■ TEXT:
────

Protein-coding gene in the species Homo sapiens

Serine/threonine-protein kinase PLK4 also known as polo-like kinase 4 is an enzyme that in humans is encoded by the PLK4 gene. The Drosophila homolog is SAK, the C. elegans homolog is zyg-1, and the Xenopus homolog is Plx4.

== Function ==

PLK4 encodes a member of the polo family of serine/threonine protein kinases. The protein localizes to centrioles—complex microtubule-based structures found in centrosomes—and regulates centriole duplication during the cell cycle. Overexpression of PLK4 results in centrosome amplification, and knockdown of PLK4 results in loss of centrosomes.

== Structure ==
PLK4 contains an N-terminal kinase domain (residues 12-284) and a C-terminal localization domain (residues 596-898). Other polo-like kinase members contain 2 C-terminal polo box domains (PBD). PLK4 contains these 2 domains in addition to a third PBD, which facilitates oligomerization, targeting, and promotes trans-autophosphorylation, limiting centriole duplication to once per cell cycle.

────

(Image-grounded pointing data)

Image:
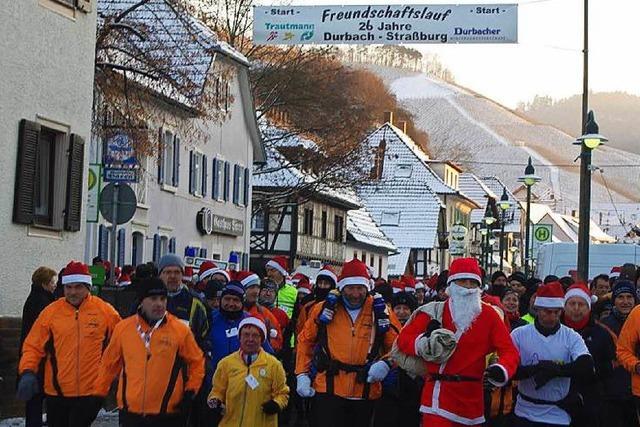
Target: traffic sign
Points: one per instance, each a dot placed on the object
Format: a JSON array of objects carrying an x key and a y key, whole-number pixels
[
  {"x": 542, "y": 233},
  {"x": 125, "y": 199}
]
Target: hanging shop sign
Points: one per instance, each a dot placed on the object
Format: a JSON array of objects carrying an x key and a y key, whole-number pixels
[
  {"x": 386, "y": 24},
  {"x": 209, "y": 223}
]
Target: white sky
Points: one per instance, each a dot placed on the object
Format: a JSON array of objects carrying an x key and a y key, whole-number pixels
[{"x": 548, "y": 58}]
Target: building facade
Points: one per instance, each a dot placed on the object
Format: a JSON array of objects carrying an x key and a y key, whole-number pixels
[
  {"x": 45, "y": 120},
  {"x": 194, "y": 194}
]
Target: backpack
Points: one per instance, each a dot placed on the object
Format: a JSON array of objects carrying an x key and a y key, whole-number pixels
[{"x": 443, "y": 343}]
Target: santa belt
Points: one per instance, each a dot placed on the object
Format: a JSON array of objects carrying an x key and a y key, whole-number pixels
[{"x": 450, "y": 377}]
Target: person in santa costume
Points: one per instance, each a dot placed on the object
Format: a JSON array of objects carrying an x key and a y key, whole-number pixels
[{"x": 453, "y": 391}]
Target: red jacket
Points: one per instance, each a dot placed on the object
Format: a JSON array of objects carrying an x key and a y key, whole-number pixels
[{"x": 462, "y": 402}]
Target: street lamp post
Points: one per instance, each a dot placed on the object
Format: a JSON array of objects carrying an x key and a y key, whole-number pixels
[
  {"x": 588, "y": 142},
  {"x": 483, "y": 239},
  {"x": 529, "y": 179},
  {"x": 492, "y": 242},
  {"x": 504, "y": 205},
  {"x": 489, "y": 220}
]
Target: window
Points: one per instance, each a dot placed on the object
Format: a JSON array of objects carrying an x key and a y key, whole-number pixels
[
  {"x": 236, "y": 184},
  {"x": 217, "y": 184},
  {"x": 164, "y": 245},
  {"x": 227, "y": 181},
  {"x": 45, "y": 177},
  {"x": 137, "y": 248},
  {"x": 49, "y": 177},
  {"x": 338, "y": 226},
  {"x": 197, "y": 174},
  {"x": 308, "y": 222},
  {"x": 390, "y": 218},
  {"x": 169, "y": 161},
  {"x": 324, "y": 224},
  {"x": 240, "y": 182},
  {"x": 403, "y": 171},
  {"x": 378, "y": 162},
  {"x": 257, "y": 222}
]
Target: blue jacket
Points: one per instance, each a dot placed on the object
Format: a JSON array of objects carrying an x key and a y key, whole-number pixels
[{"x": 224, "y": 340}]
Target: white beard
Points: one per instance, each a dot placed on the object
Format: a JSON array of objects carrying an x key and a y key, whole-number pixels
[{"x": 465, "y": 305}]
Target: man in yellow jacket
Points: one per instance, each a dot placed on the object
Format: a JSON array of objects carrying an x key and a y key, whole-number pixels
[
  {"x": 159, "y": 362},
  {"x": 68, "y": 338},
  {"x": 249, "y": 386}
]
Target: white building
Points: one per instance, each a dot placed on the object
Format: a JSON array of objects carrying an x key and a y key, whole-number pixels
[
  {"x": 368, "y": 243},
  {"x": 45, "y": 118},
  {"x": 195, "y": 199}
]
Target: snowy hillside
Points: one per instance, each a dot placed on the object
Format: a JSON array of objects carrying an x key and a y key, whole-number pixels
[{"x": 489, "y": 139}]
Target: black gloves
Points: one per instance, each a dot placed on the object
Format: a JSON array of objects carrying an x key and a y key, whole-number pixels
[
  {"x": 271, "y": 407},
  {"x": 187, "y": 402}
]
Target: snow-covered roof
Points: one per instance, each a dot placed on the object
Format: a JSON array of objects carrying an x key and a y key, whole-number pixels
[
  {"x": 512, "y": 215},
  {"x": 477, "y": 191},
  {"x": 398, "y": 262},
  {"x": 160, "y": 32},
  {"x": 402, "y": 151},
  {"x": 278, "y": 173},
  {"x": 407, "y": 212},
  {"x": 364, "y": 230}
]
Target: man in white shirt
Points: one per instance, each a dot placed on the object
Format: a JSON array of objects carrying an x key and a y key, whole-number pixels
[{"x": 551, "y": 356}]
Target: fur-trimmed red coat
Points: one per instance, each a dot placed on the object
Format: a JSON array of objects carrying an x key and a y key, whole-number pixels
[{"x": 462, "y": 402}]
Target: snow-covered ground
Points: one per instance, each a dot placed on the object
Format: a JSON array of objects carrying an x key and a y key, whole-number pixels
[
  {"x": 489, "y": 139},
  {"x": 105, "y": 419}
]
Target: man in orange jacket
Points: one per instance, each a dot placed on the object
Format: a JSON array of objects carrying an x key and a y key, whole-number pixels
[
  {"x": 344, "y": 339},
  {"x": 159, "y": 362},
  {"x": 68, "y": 336}
]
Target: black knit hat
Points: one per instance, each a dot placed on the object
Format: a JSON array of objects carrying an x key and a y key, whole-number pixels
[
  {"x": 151, "y": 286},
  {"x": 405, "y": 298}
]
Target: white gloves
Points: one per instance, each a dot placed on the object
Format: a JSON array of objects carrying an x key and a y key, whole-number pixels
[
  {"x": 303, "y": 387},
  {"x": 378, "y": 372}
]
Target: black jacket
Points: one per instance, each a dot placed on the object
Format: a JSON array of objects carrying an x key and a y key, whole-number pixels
[
  {"x": 617, "y": 384},
  {"x": 37, "y": 300}
]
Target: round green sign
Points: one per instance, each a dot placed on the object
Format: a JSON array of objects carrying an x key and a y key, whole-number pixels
[
  {"x": 542, "y": 234},
  {"x": 93, "y": 179}
]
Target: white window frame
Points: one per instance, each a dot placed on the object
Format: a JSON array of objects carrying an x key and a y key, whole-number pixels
[
  {"x": 404, "y": 170},
  {"x": 390, "y": 218}
]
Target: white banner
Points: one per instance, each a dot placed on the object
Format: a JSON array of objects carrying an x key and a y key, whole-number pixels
[{"x": 386, "y": 24}]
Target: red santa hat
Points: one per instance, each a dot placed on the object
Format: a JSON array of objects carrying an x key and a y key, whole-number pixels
[
  {"x": 432, "y": 282},
  {"x": 76, "y": 272},
  {"x": 409, "y": 283},
  {"x": 327, "y": 273},
  {"x": 580, "y": 290},
  {"x": 280, "y": 263},
  {"x": 550, "y": 295},
  {"x": 397, "y": 286},
  {"x": 615, "y": 272},
  {"x": 187, "y": 276},
  {"x": 464, "y": 268},
  {"x": 247, "y": 278},
  {"x": 124, "y": 280},
  {"x": 354, "y": 272},
  {"x": 254, "y": 321},
  {"x": 304, "y": 287}
]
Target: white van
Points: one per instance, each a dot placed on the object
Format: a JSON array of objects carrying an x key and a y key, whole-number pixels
[{"x": 560, "y": 258}]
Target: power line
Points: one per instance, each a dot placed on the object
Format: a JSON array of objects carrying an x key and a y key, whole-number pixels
[
  {"x": 549, "y": 165},
  {"x": 604, "y": 180}
]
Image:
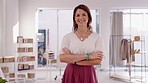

────

■ TASK REQUIREMENTS:
• A. Which homologs of PLK4 does the PLK4 text name, and in which organisms?
• B. Update the stretch of the PLK4 text from "PLK4 encodes a" through "per cell cycle.", putting "depletion" in place of "knockdown".
• C. Which residues does the PLK4 text give for the protein's N-terminal kinase domain?
You won't need the data for any of this.

■ ANSWERS TO THE PROBLEMS:
• A. SAK in Drosophila, zyg-1 in C. elegans, and Plx4 in Xenopus.

• B.
PLK4 encodes a member of the polo family of serine/threonine protein kinases. The protein localizes to centrioles—complex microtubule-based structures found in centrosomes—and regulates centriole duplication during the cell cycle. Overexpression of PLK4 results in centrosome amplification, and depletion of PLK4 results in loss of centrosomes.

== Structure ==
PLK4 contains an N-terminal kinase domain (residues 12-284) and a C-terminal localization domain (residues 596-898). Other polo-like kinase members contain 2 C-terminal polo box domains (PBD). PLK4 contains these 2 domains in addition to a third PBD, which facilitates oligomerization, targeting, and promotes trans-autophosphorylation, limiting centriole duplication to once per cell cycle.

• C. Residues 12-284.